Amalia Mancini autrice e nipote dell’avvocato Vespaziani, illustrando il libro

” Il volume racchiude la storia della collaborazione tra l’avvocato Giovanni Vespaziani e il magistrato Giovanni Falcone. Prima di essere una storia è un viaggio nei valori imprenscindibili del coraggio, della ricerca della verità, valori che Falcone e anche Borsellino ci hanno trasmesso e che il libro tenta di trasmettere. Giovanni Vespaziani, novantaquattro anni a maggio 2025, nato in un piccolo borgo della Provincia di Rieti, a Castel di Tora immerso nel meraviglioso lago del Turano, in una famiglia numerosa e povera di contadini, quintogenito di otto figli, vuole studiare e ce la mette tutta. Si iscrive alla Facoltà di Giurisprudenza, si laurea con il massimo dei voti. Consegue l’abilitazione di avvocato per esame e non per anzianità. Nel 1978 con sua moglie avvocato, Elena Fiordeponti, apre uno studio legale associato che si occupa prevalentemente della confisca e del sequestro dei beni di indiziati o condannati per associazione mafiosa. Vespaziani è stato anche sindaco illuminato del suo borgo natio di Castel di Tora, per 26 anni e dal 2005 è Sindaco emerito. Amico fraterno di don Pierino Gelmini fondatore di 250 comunità incontro in tutto il mondo, con sede madre ad Amelia. A Castel di Tora, Vespaziani ha costituito una comunità per ragazzi tossicodipendenti; ed è co-fondatore dell’Associazione I borghi più belli d’Italia”

Di grande interesse il racconto di Amalia Mancini sulla telefonata ricevuta dall’avvocato Vespaziani in una calda giornata estiva del 1988, una telefonata che mai avrebbe potuto immaginare di ricevere, da parte del magistrato Giovanni Falcone, impegnato nella lotta a Palermo contro la mafia, contro Cosa Nostra in Sicilia. Una richiesta di accoglimento dell’incarico per la difesa di un pentito di mafia nei vari interrogatori che si svolgevano nei tribunali d’Italia, da Milano a Palermo, ma perlopiù presso il Carcere di Santa Scolastica di Rieti, dove il pentito era rinchiuso dopo un arresto. Sarà soltanto alla fine della telefonata la rivelazione del nome.  Antonino Calderone. Questi interrogatori si svolgevano alla presenza dello stesso giudice Giovanni Falcone e talvolta anche di Paolo Borsellino. Calderone, conosce i particolari di moltissime vicende,ed entra in scena nella seconda fase del dibattimento giudiziario con Tommaso Buscetta collaboratore di giustizia. Ricche e dettagliate appariranno le informazioni riferite da Antonino Calderone contro i boss di Cosa Nostra e lo stesso Tommaso Buscetta. Informazioni al centro di deposizioni racchiuse in 867 pagine.

════════════════

• _Esercizi da svolgere_:
A – In che anno, secondo il testo, l'avvocato Vespaziani ricevette la telefonata del magistrato Giovanni Falcone?
B – Elenca tutte le persone che il testo indica con nome e cognome.
Le voci riportate qui provengono da una fonte diversa.

[Voci per l'etichettatura delle posizioni nelle immagini]
════════════════

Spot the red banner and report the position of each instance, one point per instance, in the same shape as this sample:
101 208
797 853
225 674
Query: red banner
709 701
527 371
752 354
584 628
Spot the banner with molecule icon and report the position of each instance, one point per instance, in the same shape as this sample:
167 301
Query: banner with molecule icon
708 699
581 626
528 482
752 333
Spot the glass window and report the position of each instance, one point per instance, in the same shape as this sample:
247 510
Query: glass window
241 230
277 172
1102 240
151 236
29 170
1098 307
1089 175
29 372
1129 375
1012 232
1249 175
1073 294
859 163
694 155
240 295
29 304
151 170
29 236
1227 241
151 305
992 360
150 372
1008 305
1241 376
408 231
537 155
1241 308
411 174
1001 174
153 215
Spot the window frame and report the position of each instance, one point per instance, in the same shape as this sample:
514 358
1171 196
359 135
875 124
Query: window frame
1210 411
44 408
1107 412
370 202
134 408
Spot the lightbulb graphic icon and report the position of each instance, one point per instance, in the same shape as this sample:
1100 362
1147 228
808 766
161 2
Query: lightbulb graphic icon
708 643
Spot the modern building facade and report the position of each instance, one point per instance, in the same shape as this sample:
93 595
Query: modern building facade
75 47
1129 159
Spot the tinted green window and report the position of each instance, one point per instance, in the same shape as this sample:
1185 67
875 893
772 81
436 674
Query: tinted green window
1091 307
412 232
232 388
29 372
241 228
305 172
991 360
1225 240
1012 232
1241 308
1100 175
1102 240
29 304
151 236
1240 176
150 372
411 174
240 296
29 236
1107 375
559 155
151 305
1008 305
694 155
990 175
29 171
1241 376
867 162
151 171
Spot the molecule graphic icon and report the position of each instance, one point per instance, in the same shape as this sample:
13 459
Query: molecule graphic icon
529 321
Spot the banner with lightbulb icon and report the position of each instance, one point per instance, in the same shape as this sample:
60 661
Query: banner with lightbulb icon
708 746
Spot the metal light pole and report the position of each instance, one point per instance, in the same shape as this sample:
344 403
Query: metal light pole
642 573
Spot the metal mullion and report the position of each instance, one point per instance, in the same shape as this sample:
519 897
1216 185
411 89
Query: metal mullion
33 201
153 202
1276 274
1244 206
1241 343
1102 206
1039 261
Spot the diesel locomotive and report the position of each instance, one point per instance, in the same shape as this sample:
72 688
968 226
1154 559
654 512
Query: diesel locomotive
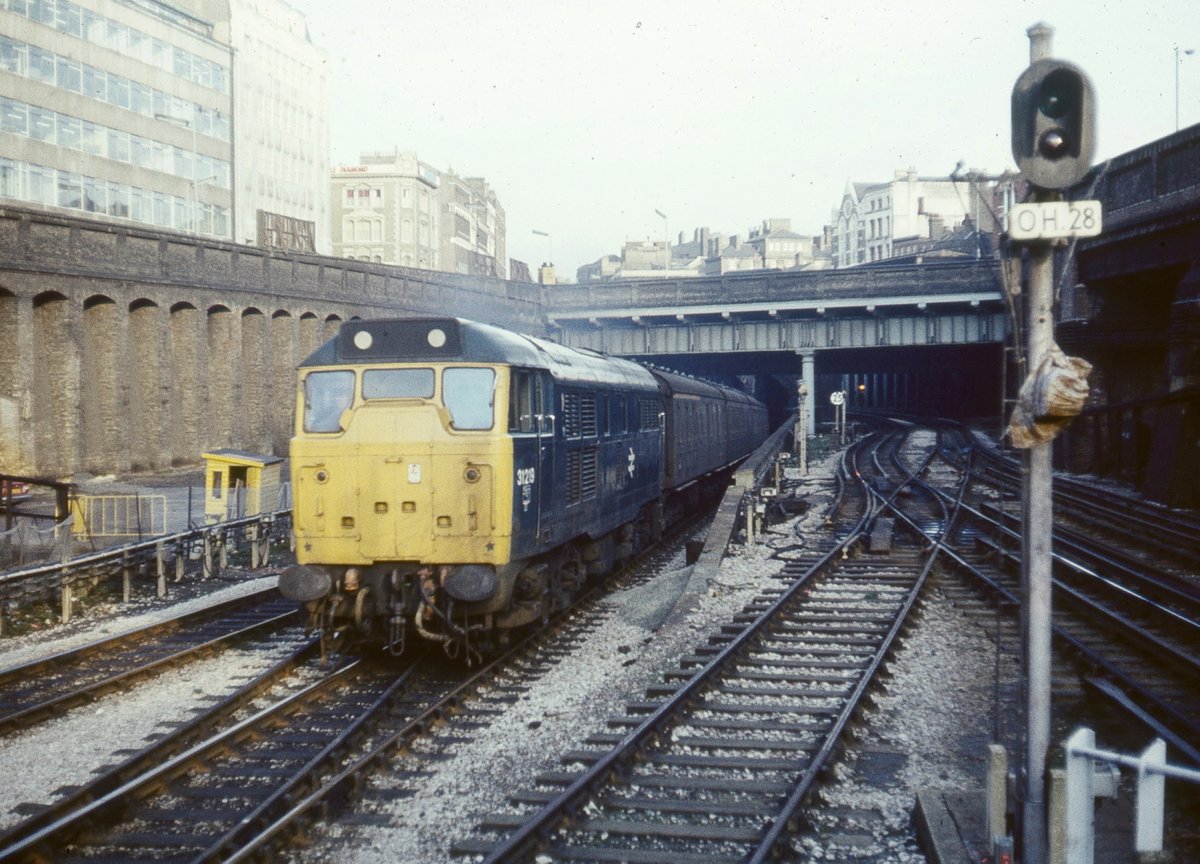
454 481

════════════════

• _Soluzioni_:
A – Nel 1988.

B – Amalia Mancini, Giovanni Vespaziani, Giovanni Falcone, Paolo Borsellino, Elena Fiordeponti, Pierino Gelmini, Antonino Calderone, Tommaso Buscetta.